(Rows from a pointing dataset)
»»
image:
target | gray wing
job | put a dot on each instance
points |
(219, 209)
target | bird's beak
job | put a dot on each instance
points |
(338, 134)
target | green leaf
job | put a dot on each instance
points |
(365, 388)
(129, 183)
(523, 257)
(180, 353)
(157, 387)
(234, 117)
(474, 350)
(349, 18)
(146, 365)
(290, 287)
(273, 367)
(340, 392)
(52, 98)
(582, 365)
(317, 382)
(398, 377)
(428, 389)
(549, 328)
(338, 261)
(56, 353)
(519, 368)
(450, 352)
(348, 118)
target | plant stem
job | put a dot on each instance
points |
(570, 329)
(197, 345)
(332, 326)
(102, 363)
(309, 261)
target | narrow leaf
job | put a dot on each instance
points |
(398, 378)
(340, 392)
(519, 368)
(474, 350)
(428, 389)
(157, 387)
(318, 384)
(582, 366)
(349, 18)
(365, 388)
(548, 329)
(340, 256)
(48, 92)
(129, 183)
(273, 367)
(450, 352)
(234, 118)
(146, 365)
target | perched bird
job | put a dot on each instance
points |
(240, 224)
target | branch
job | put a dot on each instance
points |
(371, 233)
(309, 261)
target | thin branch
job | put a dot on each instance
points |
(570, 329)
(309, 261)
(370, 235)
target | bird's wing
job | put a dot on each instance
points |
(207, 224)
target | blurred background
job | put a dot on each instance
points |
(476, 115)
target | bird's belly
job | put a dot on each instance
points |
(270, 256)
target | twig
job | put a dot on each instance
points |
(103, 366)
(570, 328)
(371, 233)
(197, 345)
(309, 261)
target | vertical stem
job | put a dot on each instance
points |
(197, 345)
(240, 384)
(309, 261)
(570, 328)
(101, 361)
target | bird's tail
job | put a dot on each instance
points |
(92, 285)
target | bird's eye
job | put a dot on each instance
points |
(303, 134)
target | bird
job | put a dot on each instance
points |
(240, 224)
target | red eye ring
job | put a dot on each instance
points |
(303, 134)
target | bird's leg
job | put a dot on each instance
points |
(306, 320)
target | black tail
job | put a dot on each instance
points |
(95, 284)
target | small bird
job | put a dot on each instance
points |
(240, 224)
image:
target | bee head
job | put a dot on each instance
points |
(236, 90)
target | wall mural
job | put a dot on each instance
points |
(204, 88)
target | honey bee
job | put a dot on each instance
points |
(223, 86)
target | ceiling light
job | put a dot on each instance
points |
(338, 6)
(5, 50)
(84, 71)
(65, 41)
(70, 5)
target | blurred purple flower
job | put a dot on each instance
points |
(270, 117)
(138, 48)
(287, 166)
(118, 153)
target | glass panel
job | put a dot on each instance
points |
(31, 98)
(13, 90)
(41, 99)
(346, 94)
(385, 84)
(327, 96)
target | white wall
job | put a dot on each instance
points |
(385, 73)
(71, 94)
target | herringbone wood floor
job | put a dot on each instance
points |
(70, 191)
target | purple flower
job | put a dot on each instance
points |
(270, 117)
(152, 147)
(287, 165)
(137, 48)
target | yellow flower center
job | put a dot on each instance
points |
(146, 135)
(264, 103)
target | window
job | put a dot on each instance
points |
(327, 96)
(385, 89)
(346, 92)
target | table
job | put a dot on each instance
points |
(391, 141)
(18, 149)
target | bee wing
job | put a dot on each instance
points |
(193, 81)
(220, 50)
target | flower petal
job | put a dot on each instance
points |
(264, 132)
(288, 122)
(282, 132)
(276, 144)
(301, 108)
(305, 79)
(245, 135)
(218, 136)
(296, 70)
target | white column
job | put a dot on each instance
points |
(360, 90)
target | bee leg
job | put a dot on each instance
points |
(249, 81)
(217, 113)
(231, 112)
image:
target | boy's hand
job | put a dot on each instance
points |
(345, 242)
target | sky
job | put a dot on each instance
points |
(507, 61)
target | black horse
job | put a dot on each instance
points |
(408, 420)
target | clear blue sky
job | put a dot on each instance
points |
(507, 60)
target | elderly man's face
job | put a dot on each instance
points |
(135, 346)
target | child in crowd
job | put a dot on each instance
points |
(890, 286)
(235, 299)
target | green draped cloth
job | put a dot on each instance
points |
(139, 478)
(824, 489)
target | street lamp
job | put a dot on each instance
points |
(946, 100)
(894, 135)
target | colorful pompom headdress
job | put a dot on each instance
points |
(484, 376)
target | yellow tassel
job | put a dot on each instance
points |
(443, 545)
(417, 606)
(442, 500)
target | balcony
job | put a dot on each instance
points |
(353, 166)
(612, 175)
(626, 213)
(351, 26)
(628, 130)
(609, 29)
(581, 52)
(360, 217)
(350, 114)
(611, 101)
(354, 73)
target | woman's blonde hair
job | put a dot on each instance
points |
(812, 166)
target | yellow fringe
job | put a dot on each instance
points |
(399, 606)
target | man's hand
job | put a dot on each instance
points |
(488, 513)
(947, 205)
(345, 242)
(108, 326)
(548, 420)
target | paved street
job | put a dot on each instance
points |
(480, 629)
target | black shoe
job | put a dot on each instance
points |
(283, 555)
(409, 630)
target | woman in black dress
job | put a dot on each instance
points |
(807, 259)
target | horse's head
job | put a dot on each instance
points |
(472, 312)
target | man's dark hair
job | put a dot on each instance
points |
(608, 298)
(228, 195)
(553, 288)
««
## [What to do]
Rewrite the part of the material from the line containing "target | black horse" through the end, keeping every line in place and adding 96 to each coordinate value.

## [Completed exercise]
target | black horse
job | put a dot on each instance
points |
(504, 516)
target | clear blue sky
job | put a dot on each instance
points |
(603, 156)
target | elderly man's face
job | put a dot on each instance
points |
(231, 442)
target | child in crowd
job | put a dot on each instance
points |
(986, 382)
(331, 395)
target | green draped cloth
job | put a dot on each instance
points |
(235, 574)
(920, 585)
target | street lamp
job | put a dot on each instance
points |
(1042, 196)
(990, 231)
target | colorful pompom headdress
job | put a dot on each instance
points |
(580, 472)
target | yellow tassel
job | put a dot on each instance
points |
(539, 641)
(513, 702)
(538, 596)
target | balcony
job | put a dot on each instance
points |
(449, 262)
(708, 271)
(722, 309)
(447, 122)
(724, 226)
(705, 125)
(677, 148)
(456, 313)
(446, 210)
(707, 197)
(450, 169)
target | woman's blonde hair
job | put a dot on each instance
points |
(908, 262)
target | yellow fringe
job | put a dot on each instance
points |
(495, 702)
target | man's hand
job | put a dot on each instance
points |
(584, 609)
(1043, 301)
(441, 338)
(204, 422)
(644, 516)
target | paved street
job | put a dot on each instance
points |
(576, 725)
target | black shoe
job | put a dot on each instance
points |
(379, 651)
(505, 726)
target | woman in black dress
job | put a dot on each instance
points |
(903, 355)
target | horse's head
job | put a dot on each instance
points |
(568, 408)
target | man's dark hair
job | put a dot on each instance
points |
(704, 394)
(324, 291)
(649, 384)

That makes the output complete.